Schmerz aushalten zu können, wird immer wichtiger

Sind wir bereit, für die Freiheit der Ukrainer und unsere eigenen Prinzipien im nächsten Winter zu frieren? Da aktuell der Sommer naht, mag man etwas leichter geneigt sein, die Frage mit einem mehr oder weniger klaren Ja zu beantworten. Doch auf eine derartige Frage könnte die Entwicklung hinauslaufen.

Neben der Gasfrage stellen sich in diesen Tagen aber auch noch andere Fragen in einer durchaus drängenden Art und Weise. Wie halten wir es mit China und den Uiguren, wie mit den Menschenrechten in anderen Teilen der Welt? Die Liste ist lang und sie kann recht leicht um neue Punkte verlängert werden.

Allen Punkten gemeinsam ist, dass sie einen gewissen Schmerz auslösen werden, sollte die Entscheidung zugunsten einer konkreten Handlung erfolgen, die für uns auch mit negativen Konsequenzen verbunden sein wird. Ihnen können wir nicht entgehen. Deshalb stellt sich schon frühzeitig die Frage, was sind wir bereit, zu erdulden.

Die Menschen in der Ukraine haben diese Frage in den letzten Wochen in einer sehr bewundernswerten Art und Weise getroffen. Ihnen ist klar, dass Freiheit nicht ohne Sicherheit und Sicherheit nicht ohne Freiheit zu erhalten ist. Das Eine bedingt das Andere und beide Aspekte haben ihren Preis. Wie hoch dieser sein kann, zeigt der Krieg seit dem 24. Februar.

Bereitgestelltes Material.
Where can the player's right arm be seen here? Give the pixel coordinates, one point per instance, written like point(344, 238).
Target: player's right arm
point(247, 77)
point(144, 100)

Aufgabendetails.
Was ist den Menschen in der Ukraine laut dem Auszug klar? Das Material spielt hierfür keine Rolle.

Gelöste Aufgabe.
Freiheit ist nicht ohne Sicherheit und Sicherheit nicht ohne Freiheit zu erhalten.